● **Dataset items**:
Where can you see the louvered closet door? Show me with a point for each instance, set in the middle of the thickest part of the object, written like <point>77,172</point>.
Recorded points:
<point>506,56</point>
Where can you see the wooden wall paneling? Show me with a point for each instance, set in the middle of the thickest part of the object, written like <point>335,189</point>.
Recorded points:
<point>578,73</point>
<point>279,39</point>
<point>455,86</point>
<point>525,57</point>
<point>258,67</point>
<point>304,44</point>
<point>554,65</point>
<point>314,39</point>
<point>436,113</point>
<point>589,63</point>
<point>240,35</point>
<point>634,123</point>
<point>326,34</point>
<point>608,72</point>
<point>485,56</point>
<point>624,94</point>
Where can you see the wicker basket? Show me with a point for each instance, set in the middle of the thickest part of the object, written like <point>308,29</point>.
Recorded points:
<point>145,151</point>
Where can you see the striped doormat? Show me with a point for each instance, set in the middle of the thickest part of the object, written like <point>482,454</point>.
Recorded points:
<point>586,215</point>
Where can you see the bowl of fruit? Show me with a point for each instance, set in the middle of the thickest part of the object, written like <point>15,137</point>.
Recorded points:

● **TRY IT**:
Using the records above, say how many lines contain the word "written". Write the number alone.

● **YOUR RESPONSE**:
5